Stored records:

══════════

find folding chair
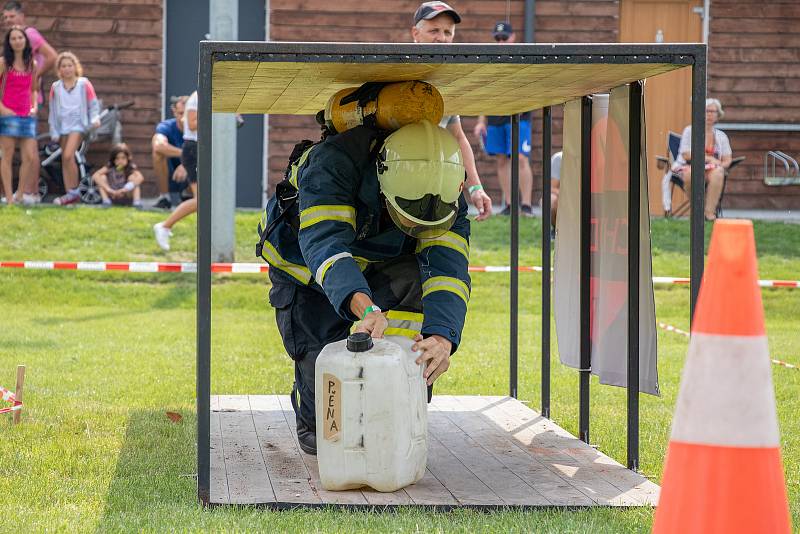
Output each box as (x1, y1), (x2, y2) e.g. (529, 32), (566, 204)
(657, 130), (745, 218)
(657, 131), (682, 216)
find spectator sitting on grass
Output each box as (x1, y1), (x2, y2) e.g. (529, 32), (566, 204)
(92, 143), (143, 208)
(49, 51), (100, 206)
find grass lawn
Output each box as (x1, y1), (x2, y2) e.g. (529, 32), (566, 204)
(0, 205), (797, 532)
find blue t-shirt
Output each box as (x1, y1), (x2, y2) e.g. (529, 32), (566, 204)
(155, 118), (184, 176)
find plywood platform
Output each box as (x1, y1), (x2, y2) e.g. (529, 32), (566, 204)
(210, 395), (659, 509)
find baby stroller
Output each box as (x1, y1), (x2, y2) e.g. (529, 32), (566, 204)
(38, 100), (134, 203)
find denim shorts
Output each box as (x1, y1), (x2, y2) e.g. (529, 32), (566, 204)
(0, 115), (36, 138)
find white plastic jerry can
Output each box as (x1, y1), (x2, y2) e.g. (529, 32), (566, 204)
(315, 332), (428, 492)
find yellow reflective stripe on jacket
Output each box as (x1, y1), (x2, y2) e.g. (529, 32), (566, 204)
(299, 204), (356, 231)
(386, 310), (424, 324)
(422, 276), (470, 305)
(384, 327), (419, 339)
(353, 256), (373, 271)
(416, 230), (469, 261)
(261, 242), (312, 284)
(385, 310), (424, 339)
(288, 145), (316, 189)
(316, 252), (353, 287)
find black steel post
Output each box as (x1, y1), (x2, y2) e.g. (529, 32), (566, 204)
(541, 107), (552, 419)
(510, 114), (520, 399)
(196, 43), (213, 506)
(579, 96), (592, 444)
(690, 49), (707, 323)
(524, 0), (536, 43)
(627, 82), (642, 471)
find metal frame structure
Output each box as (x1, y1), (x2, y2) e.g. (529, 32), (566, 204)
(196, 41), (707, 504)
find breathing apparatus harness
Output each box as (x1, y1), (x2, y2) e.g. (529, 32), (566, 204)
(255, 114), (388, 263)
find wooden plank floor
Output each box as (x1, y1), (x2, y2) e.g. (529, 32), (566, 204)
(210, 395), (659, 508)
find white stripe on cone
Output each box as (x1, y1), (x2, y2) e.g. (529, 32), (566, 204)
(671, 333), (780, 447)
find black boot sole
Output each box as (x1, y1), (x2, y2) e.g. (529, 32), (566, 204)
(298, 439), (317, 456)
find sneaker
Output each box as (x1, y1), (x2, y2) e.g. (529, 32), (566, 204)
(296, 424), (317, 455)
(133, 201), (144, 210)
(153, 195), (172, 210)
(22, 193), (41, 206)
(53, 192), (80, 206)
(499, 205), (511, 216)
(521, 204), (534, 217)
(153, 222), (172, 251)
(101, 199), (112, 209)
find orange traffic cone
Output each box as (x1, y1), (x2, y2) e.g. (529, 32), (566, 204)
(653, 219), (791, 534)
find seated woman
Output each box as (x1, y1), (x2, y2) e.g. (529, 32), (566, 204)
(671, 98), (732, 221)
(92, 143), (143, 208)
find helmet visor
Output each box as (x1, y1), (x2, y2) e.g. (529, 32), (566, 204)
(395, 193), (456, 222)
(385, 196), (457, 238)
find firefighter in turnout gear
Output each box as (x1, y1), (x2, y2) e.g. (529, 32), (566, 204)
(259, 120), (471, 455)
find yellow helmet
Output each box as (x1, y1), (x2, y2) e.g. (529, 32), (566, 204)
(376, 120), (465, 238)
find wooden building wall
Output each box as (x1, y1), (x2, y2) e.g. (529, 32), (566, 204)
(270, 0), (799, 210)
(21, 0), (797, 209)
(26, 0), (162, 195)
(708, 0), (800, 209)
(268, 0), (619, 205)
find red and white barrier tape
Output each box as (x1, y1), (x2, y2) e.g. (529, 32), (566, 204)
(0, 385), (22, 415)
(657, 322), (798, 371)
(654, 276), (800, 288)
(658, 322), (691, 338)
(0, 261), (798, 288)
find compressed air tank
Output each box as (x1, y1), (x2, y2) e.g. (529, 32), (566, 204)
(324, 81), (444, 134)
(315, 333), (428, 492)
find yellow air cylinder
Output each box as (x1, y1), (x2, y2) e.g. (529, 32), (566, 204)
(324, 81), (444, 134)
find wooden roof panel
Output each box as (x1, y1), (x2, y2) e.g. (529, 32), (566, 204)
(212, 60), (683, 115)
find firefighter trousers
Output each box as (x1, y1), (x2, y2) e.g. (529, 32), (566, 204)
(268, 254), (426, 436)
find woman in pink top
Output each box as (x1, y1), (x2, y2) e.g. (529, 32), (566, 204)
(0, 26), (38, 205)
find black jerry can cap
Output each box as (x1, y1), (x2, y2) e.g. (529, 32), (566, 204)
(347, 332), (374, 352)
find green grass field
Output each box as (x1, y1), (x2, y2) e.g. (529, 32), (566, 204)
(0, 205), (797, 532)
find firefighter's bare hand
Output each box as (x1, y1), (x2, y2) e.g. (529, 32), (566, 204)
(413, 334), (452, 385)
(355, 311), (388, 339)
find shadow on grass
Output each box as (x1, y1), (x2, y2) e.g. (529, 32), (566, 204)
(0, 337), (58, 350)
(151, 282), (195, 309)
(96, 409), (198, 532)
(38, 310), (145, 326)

══════════

Your task is to transcribe the line containing "find firefighter trousers" and every line after it, through the last line of the data, exactly as written and with nothing more.

• _Response for this exercise_:
find firefighter trousers
Output each box as (x1, y1), (x2, y2) e.g. (529, 32), (566, 204)
(268, 254), (426, 436)
find woman in pink top
Output each box as (x1, y1), (x2, y2) e.g. (529, 32), (566, 204)
(0, 26), (38, 205)
find black jerry can cap
Output each box as (x1, y1), (x2, y2) e.g. (529, 32), (566, 204)
(347, 332), (374, 352)
find green grass field
Output each box as (x1, y1), (x2, y2) e.g. (529, 32), (566, 204)
(0, 205), (797, 532)
find firefighter's bare hand
Output each box as (x1, y1), (x2, y2) e.g. (529, 32), (566, 204)
(413, 334), (452, 385)
(355, 311), (388, 339)
find shadow on grass
Output each box as (x1, y1), (x2, y2) e.g. (529, 32), (566, 204)
(0, 337), (58, 350)
(151, 282), (195, 309)
(96, 409), (198, 532)
(38, 310), (145, 326)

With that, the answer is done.